** start **

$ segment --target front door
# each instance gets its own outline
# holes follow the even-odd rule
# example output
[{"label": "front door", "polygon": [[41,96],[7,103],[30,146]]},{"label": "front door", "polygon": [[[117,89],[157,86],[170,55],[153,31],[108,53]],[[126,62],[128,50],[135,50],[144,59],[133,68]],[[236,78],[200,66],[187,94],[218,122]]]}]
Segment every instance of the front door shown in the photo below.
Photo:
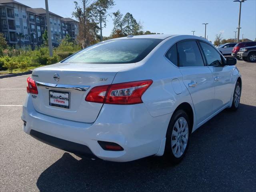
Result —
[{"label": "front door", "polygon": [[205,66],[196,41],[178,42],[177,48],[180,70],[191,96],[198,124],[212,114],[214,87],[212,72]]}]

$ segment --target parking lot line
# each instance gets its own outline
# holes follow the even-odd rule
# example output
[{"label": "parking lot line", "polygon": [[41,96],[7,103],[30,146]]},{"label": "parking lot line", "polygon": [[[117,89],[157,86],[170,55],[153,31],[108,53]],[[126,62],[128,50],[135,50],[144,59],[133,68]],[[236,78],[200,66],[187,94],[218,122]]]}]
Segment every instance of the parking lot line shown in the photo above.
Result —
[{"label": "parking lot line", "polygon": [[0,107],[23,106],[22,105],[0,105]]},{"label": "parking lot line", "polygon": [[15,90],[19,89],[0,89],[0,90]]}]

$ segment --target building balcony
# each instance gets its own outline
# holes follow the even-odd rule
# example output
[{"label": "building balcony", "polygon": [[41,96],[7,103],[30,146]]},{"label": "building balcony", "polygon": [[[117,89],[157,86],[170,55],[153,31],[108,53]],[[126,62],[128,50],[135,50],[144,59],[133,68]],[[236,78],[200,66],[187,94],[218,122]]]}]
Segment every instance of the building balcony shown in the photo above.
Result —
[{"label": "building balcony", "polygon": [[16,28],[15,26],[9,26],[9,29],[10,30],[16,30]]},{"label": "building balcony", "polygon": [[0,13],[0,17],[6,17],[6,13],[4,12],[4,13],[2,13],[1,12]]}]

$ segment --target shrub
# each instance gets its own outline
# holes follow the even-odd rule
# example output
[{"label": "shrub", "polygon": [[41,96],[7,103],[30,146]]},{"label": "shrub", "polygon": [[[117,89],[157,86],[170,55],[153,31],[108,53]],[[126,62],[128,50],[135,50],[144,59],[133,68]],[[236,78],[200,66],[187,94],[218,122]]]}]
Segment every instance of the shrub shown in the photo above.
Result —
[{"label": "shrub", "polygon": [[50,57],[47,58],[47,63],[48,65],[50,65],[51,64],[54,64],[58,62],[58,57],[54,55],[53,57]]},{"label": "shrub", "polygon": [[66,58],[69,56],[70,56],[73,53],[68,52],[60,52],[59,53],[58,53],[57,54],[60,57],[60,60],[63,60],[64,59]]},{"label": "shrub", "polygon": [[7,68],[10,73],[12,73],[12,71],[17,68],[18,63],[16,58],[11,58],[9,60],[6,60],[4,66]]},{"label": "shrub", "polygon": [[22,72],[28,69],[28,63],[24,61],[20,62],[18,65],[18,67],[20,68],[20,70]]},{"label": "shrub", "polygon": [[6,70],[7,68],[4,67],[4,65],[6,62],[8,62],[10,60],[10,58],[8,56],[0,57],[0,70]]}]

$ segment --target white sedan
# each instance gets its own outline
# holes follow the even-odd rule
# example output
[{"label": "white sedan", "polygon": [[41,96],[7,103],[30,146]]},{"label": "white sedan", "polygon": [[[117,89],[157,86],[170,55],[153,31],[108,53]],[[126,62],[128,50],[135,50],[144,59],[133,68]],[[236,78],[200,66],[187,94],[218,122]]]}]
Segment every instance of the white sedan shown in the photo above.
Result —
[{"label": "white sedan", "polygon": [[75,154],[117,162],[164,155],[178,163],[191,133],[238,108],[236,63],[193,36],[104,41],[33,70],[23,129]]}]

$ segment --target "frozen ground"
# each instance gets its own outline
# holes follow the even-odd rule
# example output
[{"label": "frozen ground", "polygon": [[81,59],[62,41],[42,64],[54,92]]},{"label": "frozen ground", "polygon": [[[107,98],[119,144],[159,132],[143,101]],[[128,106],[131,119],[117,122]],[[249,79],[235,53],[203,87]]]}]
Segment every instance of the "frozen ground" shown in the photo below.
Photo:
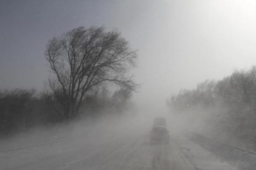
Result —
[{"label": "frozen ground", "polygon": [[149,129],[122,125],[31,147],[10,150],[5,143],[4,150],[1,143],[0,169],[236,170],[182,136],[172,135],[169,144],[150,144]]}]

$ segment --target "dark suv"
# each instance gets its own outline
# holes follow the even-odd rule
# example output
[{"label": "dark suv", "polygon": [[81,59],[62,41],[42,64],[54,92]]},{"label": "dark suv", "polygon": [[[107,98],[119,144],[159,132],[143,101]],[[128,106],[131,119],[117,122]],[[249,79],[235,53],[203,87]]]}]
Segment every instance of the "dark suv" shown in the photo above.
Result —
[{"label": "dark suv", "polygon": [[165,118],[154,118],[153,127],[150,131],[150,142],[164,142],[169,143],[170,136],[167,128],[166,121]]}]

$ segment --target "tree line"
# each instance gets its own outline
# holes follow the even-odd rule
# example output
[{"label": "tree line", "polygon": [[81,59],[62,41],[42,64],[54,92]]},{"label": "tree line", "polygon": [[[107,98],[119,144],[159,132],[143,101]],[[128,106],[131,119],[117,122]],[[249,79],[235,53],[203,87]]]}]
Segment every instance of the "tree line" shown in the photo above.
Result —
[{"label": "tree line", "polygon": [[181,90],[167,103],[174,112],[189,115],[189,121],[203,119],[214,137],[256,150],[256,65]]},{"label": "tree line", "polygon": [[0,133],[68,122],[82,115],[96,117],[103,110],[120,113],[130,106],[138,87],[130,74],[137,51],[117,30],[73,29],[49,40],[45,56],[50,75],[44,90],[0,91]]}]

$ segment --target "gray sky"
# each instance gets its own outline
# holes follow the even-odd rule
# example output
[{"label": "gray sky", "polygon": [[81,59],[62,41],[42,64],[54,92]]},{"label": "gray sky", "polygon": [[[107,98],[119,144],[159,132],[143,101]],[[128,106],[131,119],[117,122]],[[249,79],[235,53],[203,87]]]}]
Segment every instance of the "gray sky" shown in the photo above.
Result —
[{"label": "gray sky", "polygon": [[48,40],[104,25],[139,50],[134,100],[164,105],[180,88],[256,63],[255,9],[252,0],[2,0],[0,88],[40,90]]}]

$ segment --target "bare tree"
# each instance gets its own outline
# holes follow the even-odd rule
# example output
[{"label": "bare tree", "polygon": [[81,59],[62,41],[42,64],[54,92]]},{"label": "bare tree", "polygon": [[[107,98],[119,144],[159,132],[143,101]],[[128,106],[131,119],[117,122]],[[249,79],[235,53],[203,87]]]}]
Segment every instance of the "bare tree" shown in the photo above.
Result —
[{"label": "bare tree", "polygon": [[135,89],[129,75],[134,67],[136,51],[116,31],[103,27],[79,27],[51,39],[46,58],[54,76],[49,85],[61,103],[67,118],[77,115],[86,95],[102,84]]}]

** end **

Count the lines in the items above that contain the string "target". Case counts, so reply with the number alone.

### [RESPONSE TO THIS TASK]
10